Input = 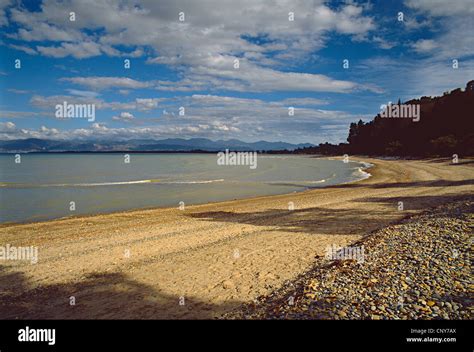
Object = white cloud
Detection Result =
[411,39,438,53]
[112,112,135,122]
[61,76,152,90]
[5,0,375,92]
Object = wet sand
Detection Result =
[0,158,474,319]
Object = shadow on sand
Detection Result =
[0,266,242,319]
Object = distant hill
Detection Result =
[0,138,313,153]
[295,81,474,157]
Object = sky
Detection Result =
[0,0,474,144]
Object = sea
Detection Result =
[0,153,370,223]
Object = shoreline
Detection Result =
[0,158,474,319]
[0,156,377,228]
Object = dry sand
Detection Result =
[0,158,474,319]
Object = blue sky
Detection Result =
[0,0,474,143]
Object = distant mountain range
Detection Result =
[0,138,313,153]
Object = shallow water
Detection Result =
[0,153,367,222]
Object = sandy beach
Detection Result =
[0,158,474,319]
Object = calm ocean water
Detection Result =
[0,154,367,222]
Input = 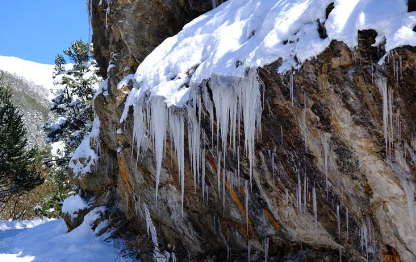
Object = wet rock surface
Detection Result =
[74,0,416,261]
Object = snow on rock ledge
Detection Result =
[69,116,100,176]
[121,0,416,212]
[62,195,89,217]
[122,0,416,116]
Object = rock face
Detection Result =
[70,0,416,261]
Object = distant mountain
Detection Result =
[0,56,54,146]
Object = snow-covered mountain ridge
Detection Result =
[0,56,55,100]
[0,56,54,145]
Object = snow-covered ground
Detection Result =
[0,212,131,262]
[0,56,55,100]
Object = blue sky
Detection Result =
[0,0,89,64]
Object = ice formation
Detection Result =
[321,134,329,192]
[312,186,318,237]
[337,205,341,242]
[69,116,100,176]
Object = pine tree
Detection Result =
[45,40,101,164]
[0,75,43,206]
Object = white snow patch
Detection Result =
[69,115,100,175]
[122,0,416,115]
[62,195,89,216]
[0,217,55,231]
[0,207,133,262]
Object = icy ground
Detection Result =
[0,215,130,262]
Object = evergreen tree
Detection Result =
[45,40,101,167]
[0,75,43,206]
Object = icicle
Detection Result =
[202,147,205,200]
[211,70,262,190]
[321,134,329,191]
[167,110,185,216]
[237,146,240,178]
[217,153,221,198]
[222,169,226,213]
[212,0,218,9]
[207,185,209,204]
[264,238,269,262]
[376,78,389,156]
[143,203,159,249]
[337,205,341,242]
[297,172,302,215]
[399,56,403,78]
[345,207,348,239]
[272,149,276,185]
[361,220,368,260]
[150,98,167,207]
[247,241,251,262]
[389,88,394,148]
[285,188,289,221]
[303,176,308,213]
[244,180,248,234]
[312,186,318,237]
[289,72,294,106]
[187,90,202,192]
[396,110,400,143]
[371,62,374,83]
[302,108,308,152]
[396,62,399,88]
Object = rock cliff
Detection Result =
[66,0,416,261]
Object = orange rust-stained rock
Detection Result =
• • •
Arrange all of the material above as a numbered list with one line per item, leaving out blank lines and the pictures.

◆ THE SOLUTION ◆
1. Input = 
2. Object = white cloud
3. Detection Result =
4. [411,39,438,53]
5. [112,112,135,122]
6. [61,76,152,90]
7. [5,0,375,92]
8. Object = wet sand
9. Detection Result =
10. [0,158,474,319]
11. Object = shadow on sand
12. Detection Result =
13. [0,266,242,319]
14. Object = distant hill
15. Detection Result =
16. [0,138,313,153]
17. [295,81,474,157]
18. Object = sky
19. Detection Result =
20. [0,0,474,144]
21. Object = sea
22. Detection Result =
23. [0,153,370,223]
24. Object = shoreline
25. Detection Result =
26. [0,158,474,319]
27. [0,156,377,228]
28. Object = dry sand
29. Detection Result =
30. [0,158,474,319]
31. Object = blue sky
32. Detection Result =
33. [0,0,474,143]
34. Object = distant mountain range
35. Detection Result =
36. [0,138,313,153]
37. Object = shallow water
38. Detection Result =
39. [0,153,367,222]
40. Object = sandy beach
41. Detection Result =
42. [0,158,474,319]
43. Object = calm ocean water
44. Detection Result =
45. [0,154,367,222]
46. Input = 
47. Object = wet rock surface
48. Detection Result =
49. [74,0,416,261]
50. Object = snow on rock ledge
51. Detection Result =
52. [69,116,100,176]
53. [121,0,416,212]
54. [62,195,89,217]
55. [122,0,416,116]
56. Object = rock face
57. Detection Result =
58. [70,0,416,261]
59. Object = distant mountain
60. Detection Result =
61. [0,56,54,146]
62. Object = snow-covered mountain ridge
63. Detection Result =
64. [0,56,55,100]
65. [0,56,54,145]
66. Object = snow-covered ground
67. Detection Result =
68. [0,212,131,262]
69. [0,56,55,100]
70. Object = blue sky
71. Detection Result =
72. [0,0,89,64]
73. Object = ice formation
74. Detection Result =
75. [321,134,329,192]
76. [312,186,318,237]
77. [337,205,341,242]
78. [69,116,100,176]
79. Object = pine tree
80. Detection Result =
81. [45,40,101,164]
82. [0,75,43,206]
83. Object = white snow patch
84. Detection Result =
85. [69,115,100,175]
86. [122,0,416,115]
87. [62,195,89,216]
88. [0,217,55,231]
89. [0,207,133,262]
90. Object = icy ground
91. Detection Result =
92. [0,215,130,262]
93. Object = evergreen tree
94. Detection Result =
95. [45,40,101,167]
96. [0,75,43,206]
97. Object = icicle
98. Detection Result =
99. [202,147,205,200]
100. [211,70,262,190]
101. [321,134,329,191]
102. [167,110,185,216]
103. [237,146,240,178]
104. [217,153,221,198]
105. [222,169,226,213]
106. [212,0,218,9]
107. [207,185,209,204]
108. [264,238,269,262]
109. [376,78,389,156]
110. [143,203,159,249]
111. [337,205,341,242]
112. [297,172,302,215]
113. [399,56,403,78]
114. [345,207,348,239]
115. [272,149,276,185]
116. [361,220,368,260]
117. [150,98,167,207]
118. [247,241,251,262]
119. [389,88,394,148]
120. [285,188,289,221]
121. [303,176,308,213]
122. [244,180,248,234]
123. [312,186,318,237]
124. [289,72,294,106]
125. [187,90,202,192]
126. [396,110,400,143]
127. [371,62,374,83]
128. [302,108,308,152]
129. [396,62,399,88]
130. Object = rock cliff
131. Detection Result =
132. [66,0,416,261]
133. Object = orange rust-stained rock
134. Detection Result =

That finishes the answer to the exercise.